## BEGIN Exercise materials

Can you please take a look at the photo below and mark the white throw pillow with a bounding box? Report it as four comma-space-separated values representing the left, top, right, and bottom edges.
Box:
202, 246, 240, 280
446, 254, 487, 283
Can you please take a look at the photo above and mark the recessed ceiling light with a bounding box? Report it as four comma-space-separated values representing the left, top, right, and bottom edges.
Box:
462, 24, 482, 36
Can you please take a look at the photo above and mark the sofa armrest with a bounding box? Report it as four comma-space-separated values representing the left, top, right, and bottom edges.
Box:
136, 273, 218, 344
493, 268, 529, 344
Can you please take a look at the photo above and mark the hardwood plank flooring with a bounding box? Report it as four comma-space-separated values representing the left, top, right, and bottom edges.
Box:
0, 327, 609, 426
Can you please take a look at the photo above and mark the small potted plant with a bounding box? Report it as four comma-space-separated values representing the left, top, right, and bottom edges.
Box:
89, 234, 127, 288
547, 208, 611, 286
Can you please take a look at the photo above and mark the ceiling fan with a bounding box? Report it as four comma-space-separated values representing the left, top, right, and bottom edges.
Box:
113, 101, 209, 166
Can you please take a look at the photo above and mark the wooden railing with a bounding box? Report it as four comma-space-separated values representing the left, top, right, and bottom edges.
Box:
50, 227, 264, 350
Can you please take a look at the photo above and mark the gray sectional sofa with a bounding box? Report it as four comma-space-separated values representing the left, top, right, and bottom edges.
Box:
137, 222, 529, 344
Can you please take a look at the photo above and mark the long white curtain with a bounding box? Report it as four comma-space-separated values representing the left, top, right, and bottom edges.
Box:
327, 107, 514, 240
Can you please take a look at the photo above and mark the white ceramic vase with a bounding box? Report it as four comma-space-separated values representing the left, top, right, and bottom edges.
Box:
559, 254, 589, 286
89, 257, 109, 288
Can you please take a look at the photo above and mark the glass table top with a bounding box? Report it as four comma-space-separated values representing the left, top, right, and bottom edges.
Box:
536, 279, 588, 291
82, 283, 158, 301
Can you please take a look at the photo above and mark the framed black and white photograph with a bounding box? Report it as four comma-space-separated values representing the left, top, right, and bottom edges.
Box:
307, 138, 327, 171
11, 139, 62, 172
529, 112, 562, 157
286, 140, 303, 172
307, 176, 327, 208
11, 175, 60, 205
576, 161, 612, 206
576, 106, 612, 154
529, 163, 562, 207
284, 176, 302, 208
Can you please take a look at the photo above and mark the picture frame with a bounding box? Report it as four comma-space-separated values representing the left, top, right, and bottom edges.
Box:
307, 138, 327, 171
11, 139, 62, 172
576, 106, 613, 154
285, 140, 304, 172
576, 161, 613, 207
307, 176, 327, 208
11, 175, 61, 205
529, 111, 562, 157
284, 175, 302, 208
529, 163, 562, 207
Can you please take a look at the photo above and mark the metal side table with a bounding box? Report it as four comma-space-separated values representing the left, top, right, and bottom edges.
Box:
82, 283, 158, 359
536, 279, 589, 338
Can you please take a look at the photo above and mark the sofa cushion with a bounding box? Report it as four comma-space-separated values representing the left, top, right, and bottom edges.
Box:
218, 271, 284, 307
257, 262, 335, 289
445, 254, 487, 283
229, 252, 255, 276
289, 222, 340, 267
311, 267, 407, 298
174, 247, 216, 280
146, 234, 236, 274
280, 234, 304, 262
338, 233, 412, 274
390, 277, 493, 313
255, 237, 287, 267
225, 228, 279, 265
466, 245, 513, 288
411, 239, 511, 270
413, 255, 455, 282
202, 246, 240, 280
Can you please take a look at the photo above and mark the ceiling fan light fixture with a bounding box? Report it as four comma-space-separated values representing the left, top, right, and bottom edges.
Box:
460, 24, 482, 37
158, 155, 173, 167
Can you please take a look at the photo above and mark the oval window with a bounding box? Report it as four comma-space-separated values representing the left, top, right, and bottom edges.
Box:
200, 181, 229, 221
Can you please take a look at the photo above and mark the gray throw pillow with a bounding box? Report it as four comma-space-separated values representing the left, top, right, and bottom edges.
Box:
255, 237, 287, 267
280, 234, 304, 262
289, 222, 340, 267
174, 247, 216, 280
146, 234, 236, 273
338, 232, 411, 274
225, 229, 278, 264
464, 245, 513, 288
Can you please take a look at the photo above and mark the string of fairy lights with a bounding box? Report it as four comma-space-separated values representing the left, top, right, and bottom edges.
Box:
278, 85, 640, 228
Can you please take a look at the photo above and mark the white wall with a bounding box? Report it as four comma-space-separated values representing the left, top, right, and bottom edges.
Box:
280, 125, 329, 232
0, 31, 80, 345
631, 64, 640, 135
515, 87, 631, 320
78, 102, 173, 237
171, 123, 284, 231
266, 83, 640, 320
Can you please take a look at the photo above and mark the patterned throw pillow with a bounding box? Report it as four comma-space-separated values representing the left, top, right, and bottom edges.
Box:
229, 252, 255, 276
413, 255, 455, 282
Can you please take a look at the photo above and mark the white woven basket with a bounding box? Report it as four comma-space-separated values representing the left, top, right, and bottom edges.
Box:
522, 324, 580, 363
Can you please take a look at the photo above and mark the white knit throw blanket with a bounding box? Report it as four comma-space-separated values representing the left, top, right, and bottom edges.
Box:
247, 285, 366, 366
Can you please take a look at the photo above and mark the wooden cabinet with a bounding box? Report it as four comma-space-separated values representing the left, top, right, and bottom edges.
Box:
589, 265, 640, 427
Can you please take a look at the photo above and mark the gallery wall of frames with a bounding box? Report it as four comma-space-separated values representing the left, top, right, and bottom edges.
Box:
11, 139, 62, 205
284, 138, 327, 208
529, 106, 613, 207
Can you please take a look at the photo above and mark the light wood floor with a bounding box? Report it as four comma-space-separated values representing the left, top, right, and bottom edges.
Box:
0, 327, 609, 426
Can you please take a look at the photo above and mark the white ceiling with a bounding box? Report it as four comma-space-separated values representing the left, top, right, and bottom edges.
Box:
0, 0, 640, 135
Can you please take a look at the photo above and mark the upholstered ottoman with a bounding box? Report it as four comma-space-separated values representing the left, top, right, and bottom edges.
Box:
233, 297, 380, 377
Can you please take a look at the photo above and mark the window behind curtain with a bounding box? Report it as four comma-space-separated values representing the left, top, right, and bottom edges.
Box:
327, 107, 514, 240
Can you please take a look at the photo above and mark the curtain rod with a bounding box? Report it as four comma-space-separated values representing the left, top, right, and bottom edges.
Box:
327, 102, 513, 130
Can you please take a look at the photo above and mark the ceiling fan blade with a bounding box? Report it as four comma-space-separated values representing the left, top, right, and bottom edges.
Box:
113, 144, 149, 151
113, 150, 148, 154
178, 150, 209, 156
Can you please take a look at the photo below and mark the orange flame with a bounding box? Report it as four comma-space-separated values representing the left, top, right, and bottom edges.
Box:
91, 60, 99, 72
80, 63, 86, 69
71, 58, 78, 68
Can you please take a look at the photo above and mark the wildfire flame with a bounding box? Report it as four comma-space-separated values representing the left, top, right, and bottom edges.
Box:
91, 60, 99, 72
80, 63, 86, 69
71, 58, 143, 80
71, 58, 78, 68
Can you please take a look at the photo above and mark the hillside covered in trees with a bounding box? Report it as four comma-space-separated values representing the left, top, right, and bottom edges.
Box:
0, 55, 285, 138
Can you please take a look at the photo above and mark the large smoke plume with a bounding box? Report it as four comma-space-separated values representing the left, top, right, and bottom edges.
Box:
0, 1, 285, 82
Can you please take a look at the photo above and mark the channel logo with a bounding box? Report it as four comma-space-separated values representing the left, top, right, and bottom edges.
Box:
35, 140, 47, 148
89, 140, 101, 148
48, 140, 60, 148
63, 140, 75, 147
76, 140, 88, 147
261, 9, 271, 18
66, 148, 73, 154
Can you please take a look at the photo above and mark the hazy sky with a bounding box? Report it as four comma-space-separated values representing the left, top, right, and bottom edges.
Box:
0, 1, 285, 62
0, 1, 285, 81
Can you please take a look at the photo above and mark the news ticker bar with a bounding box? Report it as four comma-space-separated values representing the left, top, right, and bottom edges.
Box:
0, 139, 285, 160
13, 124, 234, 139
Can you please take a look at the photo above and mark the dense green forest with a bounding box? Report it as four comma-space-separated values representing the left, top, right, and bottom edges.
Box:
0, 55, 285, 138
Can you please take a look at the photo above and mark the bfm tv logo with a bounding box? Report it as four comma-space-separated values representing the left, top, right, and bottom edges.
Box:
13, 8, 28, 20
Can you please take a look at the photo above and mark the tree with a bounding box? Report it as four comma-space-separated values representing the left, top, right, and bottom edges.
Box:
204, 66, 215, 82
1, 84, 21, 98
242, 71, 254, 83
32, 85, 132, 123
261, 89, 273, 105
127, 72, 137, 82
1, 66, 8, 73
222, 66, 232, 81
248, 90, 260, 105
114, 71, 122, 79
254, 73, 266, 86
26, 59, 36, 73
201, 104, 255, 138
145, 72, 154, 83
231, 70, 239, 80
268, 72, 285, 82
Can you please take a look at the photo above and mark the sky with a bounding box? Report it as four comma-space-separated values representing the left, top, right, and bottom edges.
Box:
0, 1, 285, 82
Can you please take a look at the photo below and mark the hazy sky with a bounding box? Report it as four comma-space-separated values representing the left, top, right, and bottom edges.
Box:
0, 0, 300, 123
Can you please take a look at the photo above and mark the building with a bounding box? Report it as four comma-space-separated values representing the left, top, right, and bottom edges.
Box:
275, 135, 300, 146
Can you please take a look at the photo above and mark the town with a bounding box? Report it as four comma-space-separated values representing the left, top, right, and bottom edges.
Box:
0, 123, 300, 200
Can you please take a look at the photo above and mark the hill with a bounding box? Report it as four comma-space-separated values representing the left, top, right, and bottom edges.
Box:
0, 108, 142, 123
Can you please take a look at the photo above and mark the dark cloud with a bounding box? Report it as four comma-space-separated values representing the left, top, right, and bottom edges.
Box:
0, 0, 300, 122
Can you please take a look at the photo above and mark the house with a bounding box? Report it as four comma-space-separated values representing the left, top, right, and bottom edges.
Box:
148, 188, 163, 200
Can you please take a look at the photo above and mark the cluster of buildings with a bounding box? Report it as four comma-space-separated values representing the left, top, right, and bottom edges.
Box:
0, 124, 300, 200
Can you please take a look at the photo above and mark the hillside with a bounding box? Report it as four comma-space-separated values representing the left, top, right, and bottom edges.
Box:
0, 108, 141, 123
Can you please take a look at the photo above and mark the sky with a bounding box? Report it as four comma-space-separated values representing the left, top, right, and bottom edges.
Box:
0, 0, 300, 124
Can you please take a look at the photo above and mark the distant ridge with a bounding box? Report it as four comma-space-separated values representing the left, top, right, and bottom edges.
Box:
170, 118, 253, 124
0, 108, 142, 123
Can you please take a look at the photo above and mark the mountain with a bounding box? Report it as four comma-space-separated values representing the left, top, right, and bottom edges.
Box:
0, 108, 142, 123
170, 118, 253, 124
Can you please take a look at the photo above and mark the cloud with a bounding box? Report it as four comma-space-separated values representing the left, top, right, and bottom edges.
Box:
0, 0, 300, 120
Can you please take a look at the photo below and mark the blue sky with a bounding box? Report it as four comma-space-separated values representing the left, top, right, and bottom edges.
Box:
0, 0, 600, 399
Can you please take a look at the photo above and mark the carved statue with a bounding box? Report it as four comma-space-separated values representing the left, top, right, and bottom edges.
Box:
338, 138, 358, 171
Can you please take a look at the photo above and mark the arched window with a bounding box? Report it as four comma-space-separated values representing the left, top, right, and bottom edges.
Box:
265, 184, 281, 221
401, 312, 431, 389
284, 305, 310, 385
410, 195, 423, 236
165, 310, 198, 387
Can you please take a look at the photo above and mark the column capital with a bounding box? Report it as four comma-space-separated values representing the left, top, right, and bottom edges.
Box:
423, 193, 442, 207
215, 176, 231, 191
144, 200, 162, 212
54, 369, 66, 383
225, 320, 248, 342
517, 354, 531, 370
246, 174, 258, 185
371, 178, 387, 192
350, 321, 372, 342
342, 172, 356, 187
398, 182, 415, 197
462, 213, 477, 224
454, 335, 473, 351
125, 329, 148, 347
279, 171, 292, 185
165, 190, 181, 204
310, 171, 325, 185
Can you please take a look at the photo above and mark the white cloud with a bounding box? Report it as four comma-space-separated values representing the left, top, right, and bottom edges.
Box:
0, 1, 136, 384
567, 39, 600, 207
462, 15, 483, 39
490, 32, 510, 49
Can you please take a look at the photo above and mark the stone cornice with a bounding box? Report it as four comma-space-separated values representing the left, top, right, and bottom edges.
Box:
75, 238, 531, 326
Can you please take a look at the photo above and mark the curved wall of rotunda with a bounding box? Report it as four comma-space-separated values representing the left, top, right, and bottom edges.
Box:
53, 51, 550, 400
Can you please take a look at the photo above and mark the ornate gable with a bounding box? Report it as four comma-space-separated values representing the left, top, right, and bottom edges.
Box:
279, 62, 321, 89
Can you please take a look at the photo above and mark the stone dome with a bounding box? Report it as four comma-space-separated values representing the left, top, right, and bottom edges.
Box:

## END Exercise materials

— Problem to work on —
Reproduce the entries unchanged, starting with the first line and going on through the line with "137, 222, 529, 344", that line included.

— Exercise answer —
Can you please take a look at the photo below and mark the white throw pillow with a bounding box? Report it as four comma-space-separated values representing the left, top, right, and bottom edges.
Box:
202, 246, 240, 280
446, 254, 487, 283
Can you please take a look at the photo above and mark the recessed ceiling light with a bounding box? Report it as four comma-space-separated values representing the left, top, right, and bottom edges.
Box:
462, 24, 482, 36
Can you please take a look at the photo above and mark the sofa armrest with a bounding box? Report it as four comma-space-separated values representing the left, top, right, and bottom edges.
Box:
136, 273, 218, 344
493, 268, 529, 344
Can you please take a look at the photo above and mark the hardwood plank flooring with a bounding box? Report it as four comma-space-separated values representing the left, top, right, and bottom edges.
Box:
0, 327, 609, 426
Can you please take a look at the photo above and mark the small potted plant with a bounding box? Report it as four comma-space-separated values representing the left, top, right, and bottom edges.
Box:
89, 234, 127, 288
547, 208, 611, 286
Can you please take a look at the photo above and mark the ceiling fan with a bounding box? Report it as four comma-space-separated values representing the left, top, right, and bottom edges.
Box:
113, 101, 209, 166
Can you please take a look at the photo above and mark the wooden railing with a bounding box? Report it as four comma-space-separated values representing the left, top, right, and bottom edges.
Box:
50, 227, 264, 350
Can you please take a look at the photo above and mark the gray sectional sofa with a bounding box? Report it as four comma-space-separated values representing the left, top, right, and bottom edges.
Box:
137, 222, 529, 344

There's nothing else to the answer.